Task :: Locate every line in the entries below that contains the word "antenna", and copy each of those lines. Case counts.

Data records ::
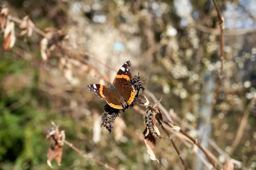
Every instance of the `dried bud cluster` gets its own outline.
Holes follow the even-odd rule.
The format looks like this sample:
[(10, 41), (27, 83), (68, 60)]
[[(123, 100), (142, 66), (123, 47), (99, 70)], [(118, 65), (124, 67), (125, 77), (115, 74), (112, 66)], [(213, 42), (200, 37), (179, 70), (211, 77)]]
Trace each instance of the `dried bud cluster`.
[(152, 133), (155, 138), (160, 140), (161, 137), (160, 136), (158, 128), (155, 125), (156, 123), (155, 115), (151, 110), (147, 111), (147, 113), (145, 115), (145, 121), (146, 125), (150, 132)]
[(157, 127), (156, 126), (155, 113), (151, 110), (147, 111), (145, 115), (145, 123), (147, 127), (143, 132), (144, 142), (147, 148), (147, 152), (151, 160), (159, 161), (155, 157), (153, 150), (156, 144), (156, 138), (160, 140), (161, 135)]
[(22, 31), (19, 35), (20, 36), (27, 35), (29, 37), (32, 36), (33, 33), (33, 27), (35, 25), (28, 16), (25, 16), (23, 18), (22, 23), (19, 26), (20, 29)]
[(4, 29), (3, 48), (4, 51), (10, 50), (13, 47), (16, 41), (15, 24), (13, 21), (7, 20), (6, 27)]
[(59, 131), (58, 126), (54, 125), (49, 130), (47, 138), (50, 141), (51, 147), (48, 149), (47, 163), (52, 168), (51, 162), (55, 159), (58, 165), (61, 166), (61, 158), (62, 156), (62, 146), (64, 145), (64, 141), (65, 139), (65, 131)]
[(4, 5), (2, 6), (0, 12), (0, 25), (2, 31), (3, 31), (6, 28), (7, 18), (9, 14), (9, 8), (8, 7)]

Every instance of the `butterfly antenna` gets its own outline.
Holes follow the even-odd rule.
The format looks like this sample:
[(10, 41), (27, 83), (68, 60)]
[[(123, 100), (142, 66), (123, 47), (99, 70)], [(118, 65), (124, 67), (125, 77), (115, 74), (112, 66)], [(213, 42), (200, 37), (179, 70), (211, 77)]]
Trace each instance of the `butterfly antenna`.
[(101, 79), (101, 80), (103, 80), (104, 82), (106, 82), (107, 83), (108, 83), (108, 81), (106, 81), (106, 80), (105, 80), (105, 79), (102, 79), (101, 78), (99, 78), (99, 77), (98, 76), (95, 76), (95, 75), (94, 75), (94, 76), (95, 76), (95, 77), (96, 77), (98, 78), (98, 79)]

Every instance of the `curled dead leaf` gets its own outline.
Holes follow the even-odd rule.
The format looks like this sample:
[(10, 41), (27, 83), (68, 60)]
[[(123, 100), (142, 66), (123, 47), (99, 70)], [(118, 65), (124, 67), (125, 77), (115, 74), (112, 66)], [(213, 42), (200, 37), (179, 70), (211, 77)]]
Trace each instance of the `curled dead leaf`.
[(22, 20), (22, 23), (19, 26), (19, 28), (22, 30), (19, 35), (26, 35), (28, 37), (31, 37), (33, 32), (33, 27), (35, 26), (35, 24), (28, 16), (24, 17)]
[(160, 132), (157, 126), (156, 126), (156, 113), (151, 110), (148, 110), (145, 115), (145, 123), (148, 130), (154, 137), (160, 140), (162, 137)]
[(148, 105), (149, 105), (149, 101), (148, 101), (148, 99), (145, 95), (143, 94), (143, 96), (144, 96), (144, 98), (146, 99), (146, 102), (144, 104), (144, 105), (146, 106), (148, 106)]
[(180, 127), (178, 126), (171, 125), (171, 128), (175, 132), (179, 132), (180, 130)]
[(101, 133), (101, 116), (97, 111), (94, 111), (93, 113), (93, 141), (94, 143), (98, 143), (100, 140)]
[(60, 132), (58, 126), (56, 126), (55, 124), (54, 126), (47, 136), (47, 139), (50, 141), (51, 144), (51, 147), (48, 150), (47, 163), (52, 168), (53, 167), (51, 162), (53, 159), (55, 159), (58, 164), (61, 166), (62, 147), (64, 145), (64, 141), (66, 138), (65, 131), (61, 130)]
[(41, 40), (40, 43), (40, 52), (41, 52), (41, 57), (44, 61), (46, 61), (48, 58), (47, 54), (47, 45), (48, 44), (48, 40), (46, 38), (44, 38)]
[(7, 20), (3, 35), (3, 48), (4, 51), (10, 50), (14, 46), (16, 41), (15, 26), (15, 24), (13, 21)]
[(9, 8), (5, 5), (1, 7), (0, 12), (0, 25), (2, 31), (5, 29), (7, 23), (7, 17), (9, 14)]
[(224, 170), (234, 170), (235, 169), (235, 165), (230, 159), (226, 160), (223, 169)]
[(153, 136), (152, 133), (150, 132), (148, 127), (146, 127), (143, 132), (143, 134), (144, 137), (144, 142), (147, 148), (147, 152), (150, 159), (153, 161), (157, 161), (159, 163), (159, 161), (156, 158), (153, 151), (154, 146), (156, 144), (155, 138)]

==

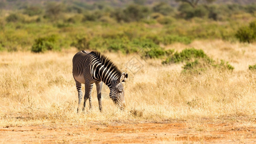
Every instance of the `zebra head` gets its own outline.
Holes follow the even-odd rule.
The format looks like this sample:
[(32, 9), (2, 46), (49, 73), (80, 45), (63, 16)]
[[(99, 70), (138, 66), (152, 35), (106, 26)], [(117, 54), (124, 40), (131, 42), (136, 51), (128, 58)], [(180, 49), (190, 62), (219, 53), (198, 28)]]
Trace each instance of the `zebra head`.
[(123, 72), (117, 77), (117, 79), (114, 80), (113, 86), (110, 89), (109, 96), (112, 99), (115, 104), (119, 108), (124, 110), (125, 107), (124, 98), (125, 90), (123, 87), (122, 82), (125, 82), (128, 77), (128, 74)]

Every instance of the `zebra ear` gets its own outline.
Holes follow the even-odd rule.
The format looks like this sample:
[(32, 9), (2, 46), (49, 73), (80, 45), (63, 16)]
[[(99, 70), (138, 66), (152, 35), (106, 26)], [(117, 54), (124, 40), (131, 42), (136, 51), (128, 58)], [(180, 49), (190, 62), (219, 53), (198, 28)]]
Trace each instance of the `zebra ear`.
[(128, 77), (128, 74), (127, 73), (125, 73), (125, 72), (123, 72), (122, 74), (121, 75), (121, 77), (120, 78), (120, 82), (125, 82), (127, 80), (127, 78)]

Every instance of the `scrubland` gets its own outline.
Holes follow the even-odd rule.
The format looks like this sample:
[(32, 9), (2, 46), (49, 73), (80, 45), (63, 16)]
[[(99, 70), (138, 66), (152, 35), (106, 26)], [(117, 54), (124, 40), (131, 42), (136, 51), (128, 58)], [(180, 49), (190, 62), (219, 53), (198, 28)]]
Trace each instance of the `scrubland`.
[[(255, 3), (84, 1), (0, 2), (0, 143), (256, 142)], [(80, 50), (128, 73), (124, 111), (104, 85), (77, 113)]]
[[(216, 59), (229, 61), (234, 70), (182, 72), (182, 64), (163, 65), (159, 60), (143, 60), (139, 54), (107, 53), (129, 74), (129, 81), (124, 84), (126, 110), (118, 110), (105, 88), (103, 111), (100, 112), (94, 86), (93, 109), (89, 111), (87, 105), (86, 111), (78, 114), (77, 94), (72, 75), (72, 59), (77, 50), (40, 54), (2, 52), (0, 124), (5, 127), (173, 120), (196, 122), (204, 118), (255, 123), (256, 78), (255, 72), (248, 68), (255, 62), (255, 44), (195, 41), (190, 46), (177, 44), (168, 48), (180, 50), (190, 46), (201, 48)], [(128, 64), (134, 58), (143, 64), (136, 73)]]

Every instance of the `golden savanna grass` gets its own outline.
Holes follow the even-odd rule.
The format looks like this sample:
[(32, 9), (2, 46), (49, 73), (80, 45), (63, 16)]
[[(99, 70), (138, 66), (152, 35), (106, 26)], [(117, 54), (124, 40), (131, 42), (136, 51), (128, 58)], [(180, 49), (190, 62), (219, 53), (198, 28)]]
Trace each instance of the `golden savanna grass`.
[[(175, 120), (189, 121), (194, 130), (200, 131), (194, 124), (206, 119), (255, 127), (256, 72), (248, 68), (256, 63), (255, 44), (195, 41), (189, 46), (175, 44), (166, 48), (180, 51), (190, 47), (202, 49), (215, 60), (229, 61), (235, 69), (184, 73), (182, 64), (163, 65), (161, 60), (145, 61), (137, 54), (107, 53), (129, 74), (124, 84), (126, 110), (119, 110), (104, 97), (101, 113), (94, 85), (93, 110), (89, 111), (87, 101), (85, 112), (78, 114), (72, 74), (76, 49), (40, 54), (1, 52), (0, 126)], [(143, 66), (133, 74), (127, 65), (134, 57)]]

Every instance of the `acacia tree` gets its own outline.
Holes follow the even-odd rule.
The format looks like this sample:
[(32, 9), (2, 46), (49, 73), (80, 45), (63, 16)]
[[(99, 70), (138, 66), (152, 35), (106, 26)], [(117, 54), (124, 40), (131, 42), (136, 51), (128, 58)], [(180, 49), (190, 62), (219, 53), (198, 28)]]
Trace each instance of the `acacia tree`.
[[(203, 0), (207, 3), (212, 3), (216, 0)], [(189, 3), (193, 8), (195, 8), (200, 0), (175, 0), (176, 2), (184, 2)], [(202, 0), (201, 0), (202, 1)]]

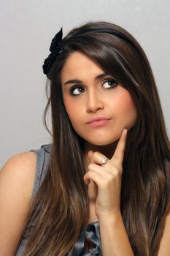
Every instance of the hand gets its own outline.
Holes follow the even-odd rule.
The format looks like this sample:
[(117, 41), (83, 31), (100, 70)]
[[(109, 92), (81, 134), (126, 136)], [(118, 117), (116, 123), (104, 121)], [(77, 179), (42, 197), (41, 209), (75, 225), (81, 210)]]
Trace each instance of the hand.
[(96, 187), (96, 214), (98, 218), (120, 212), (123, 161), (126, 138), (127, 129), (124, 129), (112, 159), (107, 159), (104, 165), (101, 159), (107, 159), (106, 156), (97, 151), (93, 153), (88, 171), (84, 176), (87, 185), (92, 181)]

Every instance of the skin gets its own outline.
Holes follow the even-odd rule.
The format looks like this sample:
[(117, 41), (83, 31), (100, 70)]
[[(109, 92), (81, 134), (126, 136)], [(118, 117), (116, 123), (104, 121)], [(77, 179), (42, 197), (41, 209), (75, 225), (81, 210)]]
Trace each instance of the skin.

Complete response ::
Every instance of the `butterfly antenna` gets its own outline.
Trace each instance of the `butterfly antenna`.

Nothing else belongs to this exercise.